**REQUIRED ACTIONS**
1) Reproduce the text on TV couples between "Before Disney made" and "to seduce you.", inclusive.
2) List every couple named in the text on TV couples.

Kelly and Ryan – The Office
Honestly, The Office deserves its own list on this subject. The show is full of all kinds of toxic relationships, with Michael and Jan being a close and explosive second. Kelly Kapoor and Ryan Howard manage to consistently bring out the absolute worst in each other, from sloppy annex make-outs to fake pregnancy. Those crazy 30-something-year-old kids.
Matt Murdoch and Karen Page – Daredevil (Netflix)
Before Disney made Marvel shows into squeaky clean, feature film-level productions, Netflix’s slate of superhero shows had a surprising level of grit to them. Particularly Daredevil who, compared to the rest of the MCU, is horny as Hell’s Kitchen. He hearts & leads girls on with his ridiculously hot yet sensitive and vulnerable demeanour, making use of his super senses to seduce you.
Aria and Ezra – Pretty Little Liars
Age gaps are tricky to explore in media. It takes a confident team of writers for it not to come across as a little iffy! Ezra knowing who Aria was before they get together in the pilot, though dramatic, does color him poorly. He didn’t know he would become her teacher but, at that point, he was already a certified dirty dog.

**DATASET**
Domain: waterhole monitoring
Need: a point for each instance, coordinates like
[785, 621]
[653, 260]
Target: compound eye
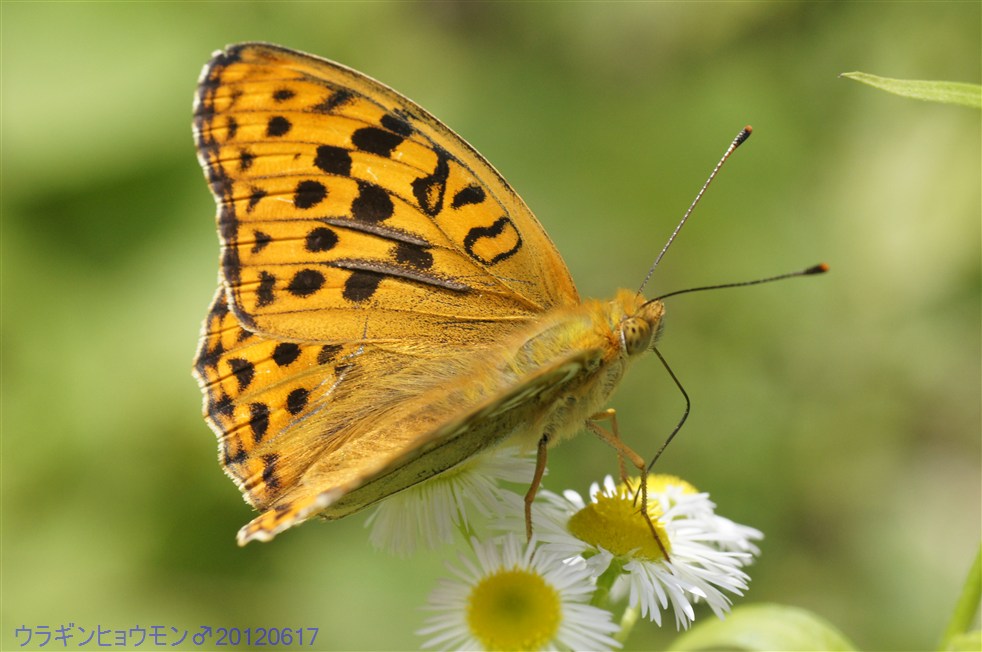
[636, 335]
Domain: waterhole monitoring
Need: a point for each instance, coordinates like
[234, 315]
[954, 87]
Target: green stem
[627, 624]
[968, 603]
[601, 595]
[467, 532]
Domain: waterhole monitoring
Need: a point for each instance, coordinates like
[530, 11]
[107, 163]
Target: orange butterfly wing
[359, 235]
[343, 205]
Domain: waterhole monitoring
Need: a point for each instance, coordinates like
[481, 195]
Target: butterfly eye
[635, 335]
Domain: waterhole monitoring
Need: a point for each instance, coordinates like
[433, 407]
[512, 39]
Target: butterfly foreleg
[540, 469]
[612, 437]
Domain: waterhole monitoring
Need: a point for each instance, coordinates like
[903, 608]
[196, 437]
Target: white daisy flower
[705, 552]
[517, 597]
[429, 513]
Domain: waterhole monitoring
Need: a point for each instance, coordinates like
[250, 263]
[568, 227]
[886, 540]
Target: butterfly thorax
[594, 343]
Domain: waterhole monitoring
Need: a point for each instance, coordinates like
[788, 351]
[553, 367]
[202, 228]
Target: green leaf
[932, 91]
[968, 642]
[764, 627]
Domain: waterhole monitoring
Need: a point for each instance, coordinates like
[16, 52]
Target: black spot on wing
[264, 293]
[278, 126]
[286, 353]
[243, 370]
[260, 241]
[305, 282]
[309, 193]
[258, 420]
[269, 470]
[468, 195]
[429, 190]
[327, 353]
[361, 285]
[376, 141]
[333, 160]
[372, 204]
[492, 244]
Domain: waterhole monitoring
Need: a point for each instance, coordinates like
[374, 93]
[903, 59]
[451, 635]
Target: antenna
[820, 268]
[739, 140]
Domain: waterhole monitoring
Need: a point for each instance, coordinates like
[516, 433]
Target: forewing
[346, 212]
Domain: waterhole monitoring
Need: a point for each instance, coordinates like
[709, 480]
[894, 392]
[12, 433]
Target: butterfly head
[638, 322]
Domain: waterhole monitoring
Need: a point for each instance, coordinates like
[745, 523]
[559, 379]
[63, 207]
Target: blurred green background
[840, 414]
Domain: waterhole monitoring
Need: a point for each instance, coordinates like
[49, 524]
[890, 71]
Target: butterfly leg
[610, 414]
[612, 437]
[540, 469]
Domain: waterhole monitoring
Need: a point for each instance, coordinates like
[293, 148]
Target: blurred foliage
[839, 414]
[930, 91]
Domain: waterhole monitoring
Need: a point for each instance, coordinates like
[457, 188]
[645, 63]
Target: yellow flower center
[616, 524]
[514, 610]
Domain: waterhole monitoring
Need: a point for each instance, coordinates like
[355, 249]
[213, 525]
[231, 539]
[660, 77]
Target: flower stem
[627, 624]
[967, 605]
[601, 595]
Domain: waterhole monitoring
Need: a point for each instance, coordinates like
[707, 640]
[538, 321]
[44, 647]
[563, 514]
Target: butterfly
[387, 305]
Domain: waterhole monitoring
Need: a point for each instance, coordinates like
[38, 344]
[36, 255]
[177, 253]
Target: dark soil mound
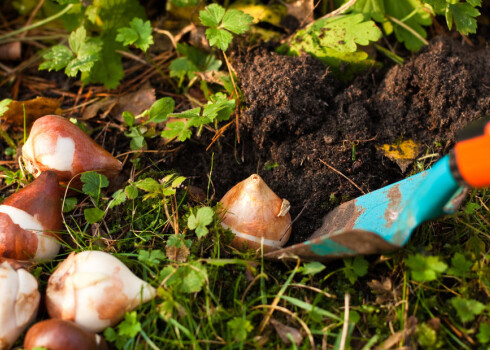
[300, 118]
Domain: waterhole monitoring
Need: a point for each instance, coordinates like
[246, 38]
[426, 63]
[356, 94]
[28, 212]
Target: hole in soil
[300, 118]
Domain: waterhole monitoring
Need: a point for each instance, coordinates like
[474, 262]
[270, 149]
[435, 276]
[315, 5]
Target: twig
[345, 327]
[37, 24]
[300, 321]
[338, 11]
[338, 172]
[237, 96]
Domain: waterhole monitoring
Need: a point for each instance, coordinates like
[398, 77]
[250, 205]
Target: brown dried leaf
[11, 51]
[104, 105]
[35, 108]
[178, 254]
[134, 102]
[283, 331]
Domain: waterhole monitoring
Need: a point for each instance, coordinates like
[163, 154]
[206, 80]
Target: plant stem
[37, 24]
[407, 27]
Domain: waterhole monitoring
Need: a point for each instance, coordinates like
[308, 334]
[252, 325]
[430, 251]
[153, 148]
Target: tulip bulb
[255, 214]
[56, 334]
[57, 144]
[18, 304]
[94, 289]
[29, 219]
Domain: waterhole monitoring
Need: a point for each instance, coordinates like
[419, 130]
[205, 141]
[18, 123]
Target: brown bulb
[56, 334]
[254, 213]
[29, 220]
[55, 143]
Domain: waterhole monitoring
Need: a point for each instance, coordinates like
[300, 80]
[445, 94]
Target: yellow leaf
[402, 153]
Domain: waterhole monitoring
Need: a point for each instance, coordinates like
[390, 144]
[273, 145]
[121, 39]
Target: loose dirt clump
[302, 127]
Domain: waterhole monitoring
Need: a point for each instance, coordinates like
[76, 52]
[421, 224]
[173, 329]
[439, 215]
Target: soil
[299, 118]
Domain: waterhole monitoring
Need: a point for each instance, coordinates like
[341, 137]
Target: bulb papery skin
[18, 303]
[256, 215]
[94, 289]
[55, 143]
[57, 334]
[29, 220]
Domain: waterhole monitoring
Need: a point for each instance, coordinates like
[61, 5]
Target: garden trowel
[384, 219]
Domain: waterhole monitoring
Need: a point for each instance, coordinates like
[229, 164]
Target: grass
[424, 293]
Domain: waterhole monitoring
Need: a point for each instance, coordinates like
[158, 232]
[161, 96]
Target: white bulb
[18, 303]
[94, 289]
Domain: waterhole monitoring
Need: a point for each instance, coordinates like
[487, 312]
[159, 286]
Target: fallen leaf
[134, 102]
[283, 331]
[177, 254]
[403, 154]
[35, 108]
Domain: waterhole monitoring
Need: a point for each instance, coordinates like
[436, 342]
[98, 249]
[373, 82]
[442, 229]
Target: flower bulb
[57, 334]
[256, 215]
[57, 144]
[29, 220]
[19, 302]
[94, 289]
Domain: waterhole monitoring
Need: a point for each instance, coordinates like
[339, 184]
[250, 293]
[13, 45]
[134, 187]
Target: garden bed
[299, 117]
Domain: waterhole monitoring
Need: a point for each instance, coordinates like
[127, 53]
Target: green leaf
[129, 118]
[239, 328]
[198, 222]
[160, 110]
[184, 3]
[467, 309]
[138, 34]
[474, 3]
[4, 105]
[69, 204]
[411, 13]
[93, 183]
[192, 60]
[177, 129]
[312, 268]
[471, 208]
[237, 21]
[56, 58]
[77, 39]
[108, 70]
[130, 326]
[459, 266]
[147, 185]
[464, 17]
[483, 333]
[188, 278]
[212, 15]
[370, 8]
[425, 268]
[176, 241]
[93, 215]
[152, 258]
[219, 37]
[131, 192]
[334, 41]
[114, 14]
[219, 107]
[118, 198]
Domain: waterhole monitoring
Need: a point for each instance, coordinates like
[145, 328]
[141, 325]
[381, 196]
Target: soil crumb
[302, 127]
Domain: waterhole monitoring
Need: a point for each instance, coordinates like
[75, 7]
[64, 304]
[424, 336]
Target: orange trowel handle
[471, 159]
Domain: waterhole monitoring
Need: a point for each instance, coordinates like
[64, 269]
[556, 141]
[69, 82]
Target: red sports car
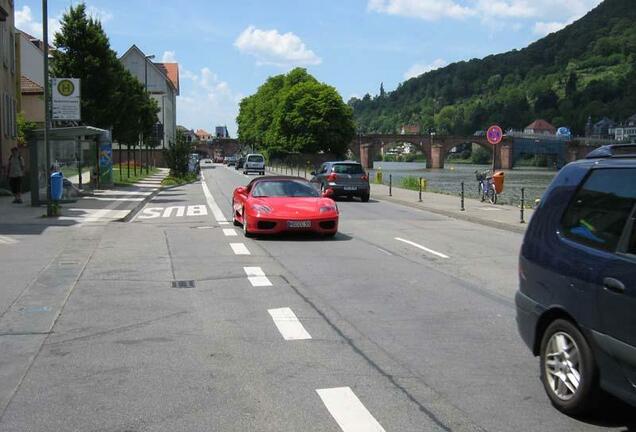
[276, 204]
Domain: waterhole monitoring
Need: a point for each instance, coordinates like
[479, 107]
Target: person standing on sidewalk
[15, 174]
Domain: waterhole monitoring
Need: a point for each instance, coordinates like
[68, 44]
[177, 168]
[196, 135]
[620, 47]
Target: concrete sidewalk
[102, 206]
[497, 216]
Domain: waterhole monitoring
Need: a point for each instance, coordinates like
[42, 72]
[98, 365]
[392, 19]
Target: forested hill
[586, 69]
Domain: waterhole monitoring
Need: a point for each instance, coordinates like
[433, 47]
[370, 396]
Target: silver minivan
[254, 162]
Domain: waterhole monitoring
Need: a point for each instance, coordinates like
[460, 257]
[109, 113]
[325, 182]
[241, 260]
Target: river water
[448, 180]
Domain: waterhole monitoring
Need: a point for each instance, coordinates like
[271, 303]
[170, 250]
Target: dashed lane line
[216, 210]
[239, 249]
[229, 232]
[288, 324]
[7, 240]
[347, 410]
[424, 248]
[257, 277]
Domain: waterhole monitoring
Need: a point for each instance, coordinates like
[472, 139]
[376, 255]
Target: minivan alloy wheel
[562, 365]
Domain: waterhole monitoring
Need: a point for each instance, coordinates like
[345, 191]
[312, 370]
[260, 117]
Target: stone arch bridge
[436, 147]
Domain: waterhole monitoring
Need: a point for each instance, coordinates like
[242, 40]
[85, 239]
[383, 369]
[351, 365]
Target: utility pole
[150, 57]
[47, 112]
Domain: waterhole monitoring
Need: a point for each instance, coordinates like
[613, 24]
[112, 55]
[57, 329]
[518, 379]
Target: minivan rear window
[599, 211]
[348, 169]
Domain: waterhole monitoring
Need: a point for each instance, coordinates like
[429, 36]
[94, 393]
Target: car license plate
[298, 224]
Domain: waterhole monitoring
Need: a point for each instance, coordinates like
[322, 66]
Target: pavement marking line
[216, 210]
[256, 276]
[239, 249]
[7, 240]
[288, 324]
[424, 248]
[347, 410]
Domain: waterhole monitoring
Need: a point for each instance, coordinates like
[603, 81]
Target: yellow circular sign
[66, 87]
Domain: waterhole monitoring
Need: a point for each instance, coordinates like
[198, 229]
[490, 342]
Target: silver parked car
[345, 178]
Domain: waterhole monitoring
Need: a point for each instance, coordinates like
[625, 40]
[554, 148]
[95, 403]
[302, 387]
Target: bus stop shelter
[82, 153]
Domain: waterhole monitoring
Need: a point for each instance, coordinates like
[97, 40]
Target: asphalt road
[176, 322]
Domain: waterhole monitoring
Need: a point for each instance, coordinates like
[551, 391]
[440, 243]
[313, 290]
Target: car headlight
[260, 208]
[327, 209]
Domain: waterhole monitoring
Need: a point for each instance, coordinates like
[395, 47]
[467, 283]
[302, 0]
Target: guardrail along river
[448, 180]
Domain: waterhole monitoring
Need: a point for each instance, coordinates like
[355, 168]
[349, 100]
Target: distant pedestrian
[15, 174]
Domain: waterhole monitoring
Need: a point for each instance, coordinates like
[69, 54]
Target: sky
[226, 49]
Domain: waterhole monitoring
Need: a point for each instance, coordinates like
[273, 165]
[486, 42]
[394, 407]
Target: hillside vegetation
[586, 69]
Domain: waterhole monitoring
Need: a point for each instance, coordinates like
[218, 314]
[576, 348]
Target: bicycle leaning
[487, 189]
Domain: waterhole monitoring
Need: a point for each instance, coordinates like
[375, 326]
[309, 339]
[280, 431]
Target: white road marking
[347, 410]
[424, 248]
[106, 198]
[256, 276]
[384, 251]
[7, 240]
[288, 324]
[167, 212]
[216, 210]
[239, 249]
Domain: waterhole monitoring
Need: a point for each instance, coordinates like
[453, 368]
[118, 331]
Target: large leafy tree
[294, 113]
[111, 96]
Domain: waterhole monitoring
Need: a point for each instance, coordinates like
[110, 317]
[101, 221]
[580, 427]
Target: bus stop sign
[494, 135]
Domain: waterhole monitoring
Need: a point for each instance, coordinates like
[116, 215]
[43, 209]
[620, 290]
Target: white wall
[160, 89]
[31, 61]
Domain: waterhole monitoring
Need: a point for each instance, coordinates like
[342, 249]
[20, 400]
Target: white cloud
[488, 11]
[169, 57]
[271, 47]
[420, 68]
[424, 9]
[206, 101]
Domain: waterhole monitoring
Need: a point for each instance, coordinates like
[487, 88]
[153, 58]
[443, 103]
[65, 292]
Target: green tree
[295, 113]
[111, 96]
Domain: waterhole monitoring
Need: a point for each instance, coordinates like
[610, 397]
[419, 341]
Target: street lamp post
[150, 57]
[47, 113]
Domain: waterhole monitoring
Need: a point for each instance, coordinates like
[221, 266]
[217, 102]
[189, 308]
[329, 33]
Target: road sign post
[494, 135]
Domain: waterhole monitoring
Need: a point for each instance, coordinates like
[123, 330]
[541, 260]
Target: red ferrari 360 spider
[272, 205]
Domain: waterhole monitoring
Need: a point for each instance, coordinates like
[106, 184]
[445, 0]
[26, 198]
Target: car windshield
[284, 188]
[348, 169]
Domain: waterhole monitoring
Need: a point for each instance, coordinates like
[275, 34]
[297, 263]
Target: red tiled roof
[201, 133]
[29, 87]
[541, 125]
[171, 70]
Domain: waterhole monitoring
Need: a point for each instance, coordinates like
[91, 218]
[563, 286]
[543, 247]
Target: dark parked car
[345, 178]
[576, 304]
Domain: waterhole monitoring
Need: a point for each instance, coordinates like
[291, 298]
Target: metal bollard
[523, 204]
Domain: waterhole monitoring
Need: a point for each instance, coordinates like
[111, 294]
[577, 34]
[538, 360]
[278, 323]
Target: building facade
[162, 82]
[9, 70]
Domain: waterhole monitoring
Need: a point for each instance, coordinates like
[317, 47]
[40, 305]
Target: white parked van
[254, 163]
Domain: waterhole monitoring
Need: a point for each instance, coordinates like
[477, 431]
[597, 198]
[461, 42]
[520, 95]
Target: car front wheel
[568, 369]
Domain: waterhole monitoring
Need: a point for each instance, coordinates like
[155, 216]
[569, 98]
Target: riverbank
[448, 181]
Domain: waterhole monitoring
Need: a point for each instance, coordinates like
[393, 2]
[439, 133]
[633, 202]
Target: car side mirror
[328, 193]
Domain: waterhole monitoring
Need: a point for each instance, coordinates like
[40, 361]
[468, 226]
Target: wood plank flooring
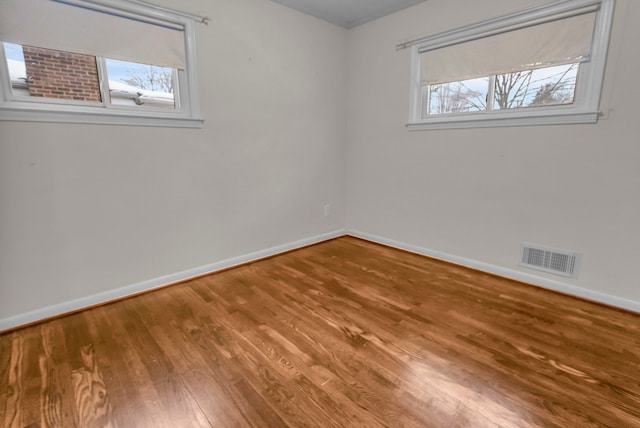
[344, 333]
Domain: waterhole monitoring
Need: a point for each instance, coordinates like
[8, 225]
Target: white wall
[85, 209]
[477, 194]
[292, 123]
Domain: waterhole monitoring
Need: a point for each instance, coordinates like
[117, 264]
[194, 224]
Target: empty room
[323, 213]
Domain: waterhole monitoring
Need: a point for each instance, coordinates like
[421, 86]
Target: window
[108, 62]
[541, 66]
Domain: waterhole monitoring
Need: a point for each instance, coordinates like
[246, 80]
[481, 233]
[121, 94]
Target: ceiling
[348, 13]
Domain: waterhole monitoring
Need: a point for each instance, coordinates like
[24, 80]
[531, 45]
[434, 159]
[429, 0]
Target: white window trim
[186, 114]
[585, 108]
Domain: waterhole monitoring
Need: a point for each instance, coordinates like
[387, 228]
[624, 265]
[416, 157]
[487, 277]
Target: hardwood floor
[344, 333]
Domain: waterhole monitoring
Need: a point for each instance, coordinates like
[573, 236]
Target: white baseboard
[595, 296]
[107, 296]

**EXPECTED RESPONSES**
1)
Before Disney made Marvel shows into squeaky clean, feature film-level productions, Netflix’s slate of superhero shows had a surprising level of grit to them. Particularly Daredevil who, compared to the rest of the MCU, is horny as Hell’s Kitchen. He hearts & leads girls on with his ridiculously hot yet sensitive and vulnerable demeanour, making use of his super senses to seduce you.

2)
- Kelly and Ryan
- Michael and Jan
- Matt Murdoch and Karen Page
- Aria and Ezra